Pull out every line of the data below that contains the word "chocolate", and copy each one unchanged.

◇ ◇ ◇

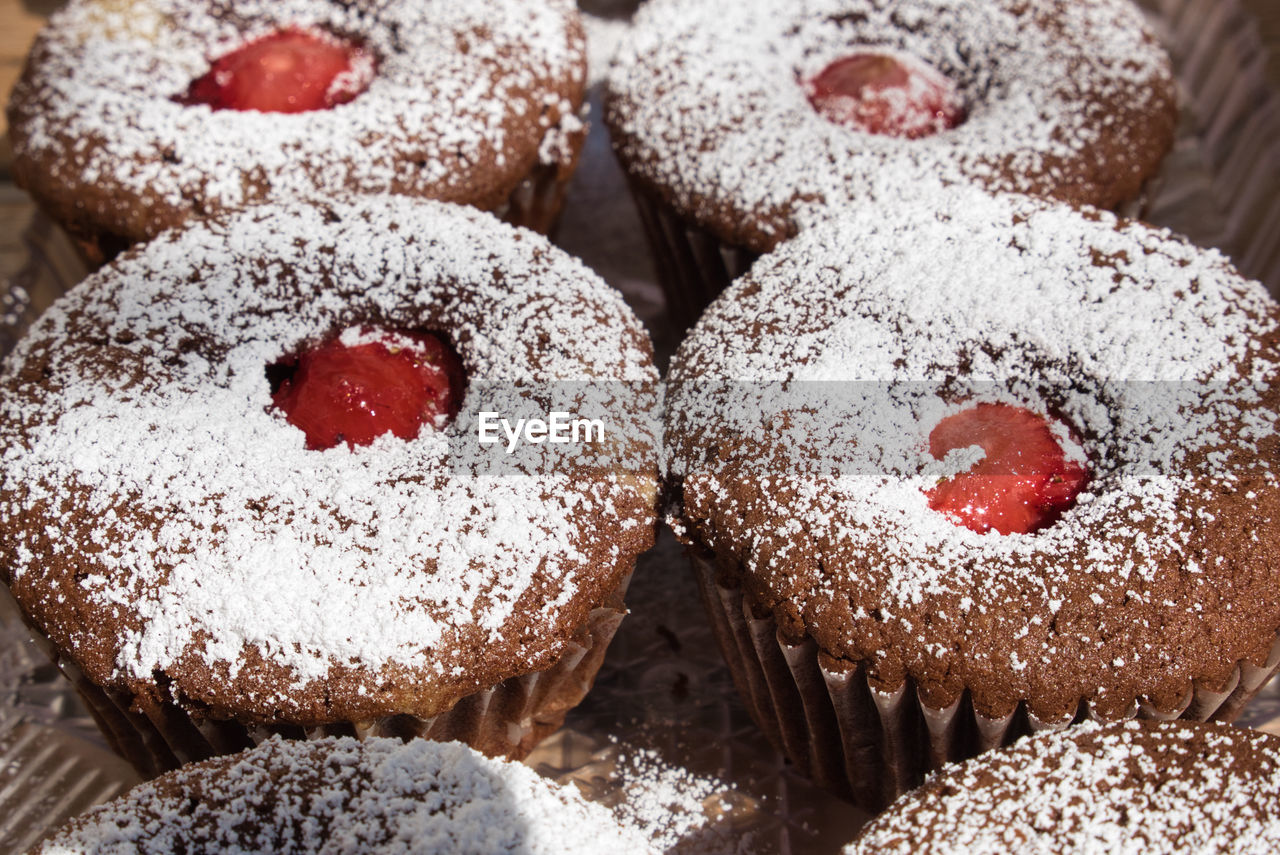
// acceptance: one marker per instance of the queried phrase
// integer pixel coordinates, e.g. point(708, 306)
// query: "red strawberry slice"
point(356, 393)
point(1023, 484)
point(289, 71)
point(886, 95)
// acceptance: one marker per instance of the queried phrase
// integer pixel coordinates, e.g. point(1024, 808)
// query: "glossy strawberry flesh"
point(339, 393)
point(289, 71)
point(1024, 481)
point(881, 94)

◇ ◇ ◇

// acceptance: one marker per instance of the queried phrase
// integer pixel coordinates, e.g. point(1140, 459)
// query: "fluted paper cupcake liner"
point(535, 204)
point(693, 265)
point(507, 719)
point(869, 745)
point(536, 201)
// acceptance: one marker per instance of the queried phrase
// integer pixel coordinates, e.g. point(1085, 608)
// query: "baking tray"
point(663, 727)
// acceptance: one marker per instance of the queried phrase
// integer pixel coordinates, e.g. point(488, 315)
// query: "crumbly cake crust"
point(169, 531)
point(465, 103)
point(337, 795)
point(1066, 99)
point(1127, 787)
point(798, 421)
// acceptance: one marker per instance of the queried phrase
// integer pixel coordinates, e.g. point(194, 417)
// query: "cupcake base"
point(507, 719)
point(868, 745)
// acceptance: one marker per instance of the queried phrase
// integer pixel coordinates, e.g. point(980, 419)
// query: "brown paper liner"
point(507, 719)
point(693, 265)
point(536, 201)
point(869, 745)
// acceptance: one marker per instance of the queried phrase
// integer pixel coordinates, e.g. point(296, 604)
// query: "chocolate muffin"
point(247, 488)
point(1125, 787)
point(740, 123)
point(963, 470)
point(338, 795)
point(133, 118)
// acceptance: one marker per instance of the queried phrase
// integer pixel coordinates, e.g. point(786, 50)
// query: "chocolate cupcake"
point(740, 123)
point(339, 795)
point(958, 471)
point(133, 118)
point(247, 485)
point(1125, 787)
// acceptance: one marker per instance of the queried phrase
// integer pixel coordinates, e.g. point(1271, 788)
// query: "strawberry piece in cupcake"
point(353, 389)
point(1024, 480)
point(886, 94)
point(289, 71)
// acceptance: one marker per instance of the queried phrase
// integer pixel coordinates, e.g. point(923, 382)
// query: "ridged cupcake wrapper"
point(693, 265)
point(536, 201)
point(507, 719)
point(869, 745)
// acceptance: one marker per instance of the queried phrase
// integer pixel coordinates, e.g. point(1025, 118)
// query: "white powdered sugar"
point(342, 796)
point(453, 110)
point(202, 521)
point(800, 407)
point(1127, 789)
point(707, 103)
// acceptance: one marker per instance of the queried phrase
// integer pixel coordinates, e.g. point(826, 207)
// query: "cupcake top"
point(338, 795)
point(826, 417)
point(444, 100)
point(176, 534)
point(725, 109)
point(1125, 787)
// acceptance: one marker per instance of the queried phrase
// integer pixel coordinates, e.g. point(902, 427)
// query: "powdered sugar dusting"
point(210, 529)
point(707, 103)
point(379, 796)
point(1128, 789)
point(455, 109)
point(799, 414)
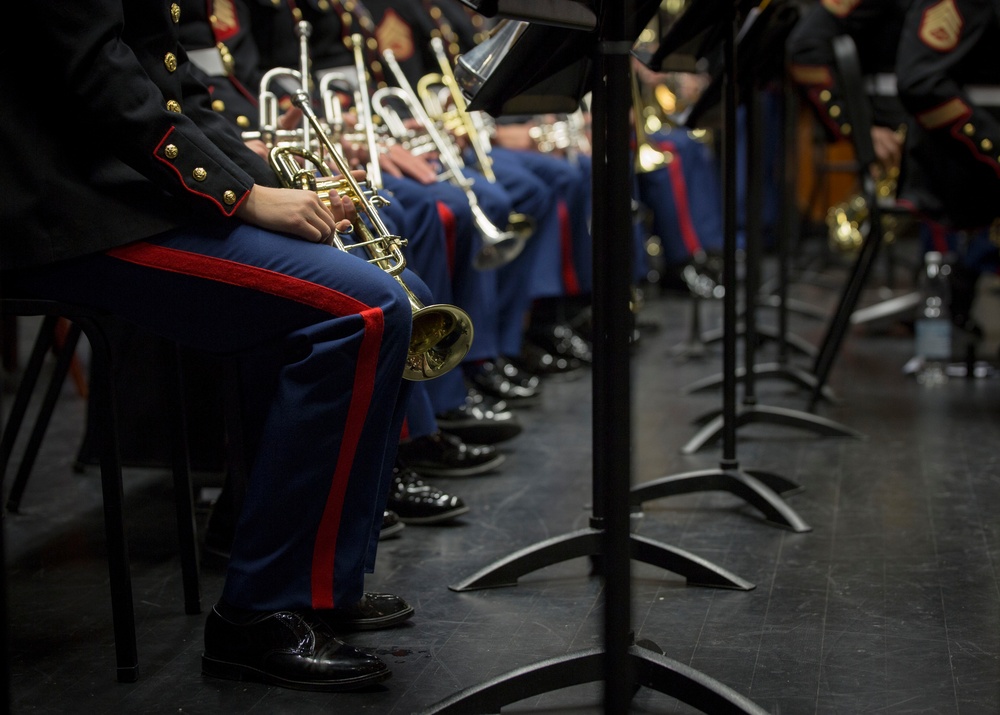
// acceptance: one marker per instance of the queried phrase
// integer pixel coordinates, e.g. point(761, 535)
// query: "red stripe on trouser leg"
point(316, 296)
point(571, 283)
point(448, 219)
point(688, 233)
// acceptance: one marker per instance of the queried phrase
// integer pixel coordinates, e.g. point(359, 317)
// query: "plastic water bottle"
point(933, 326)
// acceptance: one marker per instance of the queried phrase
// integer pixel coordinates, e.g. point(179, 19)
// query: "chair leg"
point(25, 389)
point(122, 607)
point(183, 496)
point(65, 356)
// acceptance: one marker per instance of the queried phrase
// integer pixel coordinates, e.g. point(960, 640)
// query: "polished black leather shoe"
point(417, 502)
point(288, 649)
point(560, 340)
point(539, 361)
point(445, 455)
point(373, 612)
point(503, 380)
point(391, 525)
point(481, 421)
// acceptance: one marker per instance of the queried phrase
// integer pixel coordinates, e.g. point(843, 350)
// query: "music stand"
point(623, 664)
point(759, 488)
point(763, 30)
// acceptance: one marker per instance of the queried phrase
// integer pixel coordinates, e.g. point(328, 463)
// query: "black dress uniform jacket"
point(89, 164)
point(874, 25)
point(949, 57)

◇ ◇ ◇

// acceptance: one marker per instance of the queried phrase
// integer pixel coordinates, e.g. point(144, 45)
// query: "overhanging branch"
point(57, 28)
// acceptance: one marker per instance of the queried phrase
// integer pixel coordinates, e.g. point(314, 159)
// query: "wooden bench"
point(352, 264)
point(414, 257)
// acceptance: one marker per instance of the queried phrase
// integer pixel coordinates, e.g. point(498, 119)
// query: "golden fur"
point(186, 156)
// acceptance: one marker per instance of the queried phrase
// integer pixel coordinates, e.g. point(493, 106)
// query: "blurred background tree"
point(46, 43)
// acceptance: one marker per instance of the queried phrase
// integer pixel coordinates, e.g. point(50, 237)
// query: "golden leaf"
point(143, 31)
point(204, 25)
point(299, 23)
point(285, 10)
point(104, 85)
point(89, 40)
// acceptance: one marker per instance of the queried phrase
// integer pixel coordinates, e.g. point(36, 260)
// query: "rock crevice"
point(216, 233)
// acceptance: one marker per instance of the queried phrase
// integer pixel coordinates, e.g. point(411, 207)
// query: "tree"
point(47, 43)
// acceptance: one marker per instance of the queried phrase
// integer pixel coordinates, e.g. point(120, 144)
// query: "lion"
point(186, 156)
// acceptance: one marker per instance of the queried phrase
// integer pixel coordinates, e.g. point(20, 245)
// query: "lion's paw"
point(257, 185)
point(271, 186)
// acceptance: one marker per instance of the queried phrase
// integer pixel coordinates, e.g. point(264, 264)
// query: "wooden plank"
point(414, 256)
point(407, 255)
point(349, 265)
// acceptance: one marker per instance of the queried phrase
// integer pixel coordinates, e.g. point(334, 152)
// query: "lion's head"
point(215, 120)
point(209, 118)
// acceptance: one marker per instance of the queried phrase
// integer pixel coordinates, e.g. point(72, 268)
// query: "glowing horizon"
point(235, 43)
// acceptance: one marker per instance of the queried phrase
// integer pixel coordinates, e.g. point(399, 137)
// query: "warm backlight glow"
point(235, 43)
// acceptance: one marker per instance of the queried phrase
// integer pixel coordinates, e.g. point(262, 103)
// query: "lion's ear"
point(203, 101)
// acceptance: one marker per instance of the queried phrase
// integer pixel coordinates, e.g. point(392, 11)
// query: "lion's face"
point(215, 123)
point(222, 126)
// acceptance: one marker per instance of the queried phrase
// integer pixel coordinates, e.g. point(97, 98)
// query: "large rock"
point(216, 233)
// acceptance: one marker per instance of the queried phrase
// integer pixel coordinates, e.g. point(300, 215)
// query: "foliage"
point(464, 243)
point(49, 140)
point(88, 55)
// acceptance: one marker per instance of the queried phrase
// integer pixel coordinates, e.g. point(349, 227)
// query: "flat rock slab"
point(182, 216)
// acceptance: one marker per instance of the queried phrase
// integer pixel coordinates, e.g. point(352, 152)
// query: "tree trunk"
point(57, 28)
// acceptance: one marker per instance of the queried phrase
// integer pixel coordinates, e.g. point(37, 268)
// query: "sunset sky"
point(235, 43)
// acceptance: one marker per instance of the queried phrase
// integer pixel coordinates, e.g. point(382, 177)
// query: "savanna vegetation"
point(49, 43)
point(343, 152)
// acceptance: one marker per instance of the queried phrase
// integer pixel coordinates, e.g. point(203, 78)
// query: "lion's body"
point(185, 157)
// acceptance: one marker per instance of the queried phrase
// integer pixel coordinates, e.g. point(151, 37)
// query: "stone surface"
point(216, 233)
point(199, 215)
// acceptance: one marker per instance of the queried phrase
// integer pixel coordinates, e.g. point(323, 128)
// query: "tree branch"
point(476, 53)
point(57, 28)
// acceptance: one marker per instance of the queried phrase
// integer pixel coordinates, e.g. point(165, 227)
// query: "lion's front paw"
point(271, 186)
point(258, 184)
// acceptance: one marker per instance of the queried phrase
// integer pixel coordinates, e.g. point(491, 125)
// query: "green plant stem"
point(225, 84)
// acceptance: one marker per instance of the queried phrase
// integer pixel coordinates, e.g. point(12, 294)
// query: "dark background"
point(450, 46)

◇ ◇ ◇

● Response
// query: "chocolate muffin"
// query: "chocolate cupcake"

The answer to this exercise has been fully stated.